START Text under study

Global Best Practices for Building Institutional Resilience During Global Crises

  • Nordic Model (Denmark, Sweden, Finland): Universal social protection systems, transparent governance, and sustained public investment in health and education ensure citizens cooperate during crises because the social contract is actively fulfilled by the state.
  • Singapore’s Strategic Planning Model: Evidence-based policymaking, regulatory stability, and long-term investment in human capital and innovation ecosystems build genuine resilience without relying on behavioural appeals.
  • Germany’s 2022 Energy Crisis Response: Massive public investment in renewable energy, regulatory reform, and transparent parliamentary accountability demonstrated that durable energy security requires structural institutional action, not symbolic citizen campaigns.

Way Forward for Building Strong Institutions for Long Term National Resilience

  • Strengthening Social Protection and Public Health Infrastructure: The COVID 19 pandemic demonstrated that resilient societies are built through strong public institutions, not just disciplined citizens, and future resilience requires sustained investment in primary health care, disease surveillance, nutrition, mental health, and emergency preparedness.
  • Addressing Economic Inequality and Protecting Informal Workers: Economic resilience cannot emerge from patriotic appeals alone when millions remain financially insecure, unemployed, or trapped within informal labour systems and the gig economy without adequate social protection, making universal coverage an urgent governance priority.
  • Expanding Investment in Education, Science, and Innovation Capacity: Genuine self reliance is built through decades of investment in laboratories, public universities, manufacturing ecosystems, and scientific temper, and Indian research institutions must themselves emerge as among the world’s leading centres of knowledge and innovation, not merely host foreign campuses.
  • Ensuring Transparency and Building Public Trust During Crises: Public trust is a strategic national asset during crises, and citizens cooperate effectively when governments communicate honestly, acknowledge uncertainties, and allow independent institutions, experts, and the media to function freely without interference or suppression.

END Text under study

• _Work item 1_
Why does the passage on institutional resilience say citizens in the Nordic countries cooperate during crises?
• _Work item 2_
From the passage on institutional resilience, reproduce everything from "Global Best Practices" down to "symbolic citizen campaigns.", word for word.

START Provided material

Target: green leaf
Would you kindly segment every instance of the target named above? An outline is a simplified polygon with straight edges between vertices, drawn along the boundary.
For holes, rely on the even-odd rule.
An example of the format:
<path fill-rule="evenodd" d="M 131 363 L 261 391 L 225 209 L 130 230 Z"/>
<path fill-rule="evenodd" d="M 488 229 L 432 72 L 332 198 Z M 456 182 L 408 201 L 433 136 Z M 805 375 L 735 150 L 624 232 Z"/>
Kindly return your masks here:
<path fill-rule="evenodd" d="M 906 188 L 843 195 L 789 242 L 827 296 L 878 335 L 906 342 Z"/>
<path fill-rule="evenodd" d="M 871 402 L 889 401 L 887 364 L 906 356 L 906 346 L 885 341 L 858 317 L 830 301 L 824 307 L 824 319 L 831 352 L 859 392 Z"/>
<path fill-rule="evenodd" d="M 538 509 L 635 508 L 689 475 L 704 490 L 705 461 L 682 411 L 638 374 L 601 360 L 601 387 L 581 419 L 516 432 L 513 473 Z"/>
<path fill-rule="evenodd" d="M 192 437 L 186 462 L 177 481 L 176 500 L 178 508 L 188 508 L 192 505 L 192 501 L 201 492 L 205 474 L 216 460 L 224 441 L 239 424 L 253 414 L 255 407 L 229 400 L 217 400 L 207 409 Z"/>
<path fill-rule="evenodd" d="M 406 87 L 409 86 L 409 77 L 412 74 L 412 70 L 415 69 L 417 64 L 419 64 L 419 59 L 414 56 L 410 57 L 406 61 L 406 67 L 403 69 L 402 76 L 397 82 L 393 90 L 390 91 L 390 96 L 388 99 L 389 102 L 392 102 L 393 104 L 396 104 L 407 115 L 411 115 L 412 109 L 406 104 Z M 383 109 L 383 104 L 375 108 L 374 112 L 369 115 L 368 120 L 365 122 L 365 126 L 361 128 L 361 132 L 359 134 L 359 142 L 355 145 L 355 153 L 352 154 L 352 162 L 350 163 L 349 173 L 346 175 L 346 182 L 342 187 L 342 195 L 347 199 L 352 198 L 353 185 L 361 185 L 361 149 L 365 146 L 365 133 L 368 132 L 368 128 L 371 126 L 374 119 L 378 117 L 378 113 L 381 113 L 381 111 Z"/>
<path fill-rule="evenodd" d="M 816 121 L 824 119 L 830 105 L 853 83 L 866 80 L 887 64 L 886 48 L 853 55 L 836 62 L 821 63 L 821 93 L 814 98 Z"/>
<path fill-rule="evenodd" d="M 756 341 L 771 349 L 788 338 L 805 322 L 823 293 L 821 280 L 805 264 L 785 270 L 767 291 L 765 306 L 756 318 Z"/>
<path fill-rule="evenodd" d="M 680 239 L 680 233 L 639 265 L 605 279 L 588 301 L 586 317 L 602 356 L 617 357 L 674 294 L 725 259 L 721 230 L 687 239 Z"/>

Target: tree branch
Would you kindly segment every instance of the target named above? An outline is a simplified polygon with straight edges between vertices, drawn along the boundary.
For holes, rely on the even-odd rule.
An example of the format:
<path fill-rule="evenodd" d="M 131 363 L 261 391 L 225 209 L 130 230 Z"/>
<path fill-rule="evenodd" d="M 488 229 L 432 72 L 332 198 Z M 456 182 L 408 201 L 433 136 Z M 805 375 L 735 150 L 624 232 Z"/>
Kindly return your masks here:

END Provided material

• _Answer section 1_
Citizens cooperate because the state actively fulfills the social contract. It does so through universal social protection systems, transparent governance, and sustained public investment in health and education.

• _Answer section 2_
Global Best Practices for Building Institutional Resilience During Global Crises

  • Nordic Model (Denmark, Sweden, Finland): Universal social protection systems, transparent governance, and sustained public investment in health and education ensure citizens cooperate during crises because the social contract is actively fulfilled by the state.
  • Singapore’s Strategic Planning Model: Evidence-based policymaking, regulatory stability, and long-term investment in human capital and innovation ecosystems build genuine resilience without relying on behavioural appeals.
  • Germany’s 2022 Energy Crisis Response: Massive public investment in renewable energy, regulatory reform, and transparent parliamentary accountability demonstrated that durable energy security requires structural institutional action, not symbolic citizen campaigns.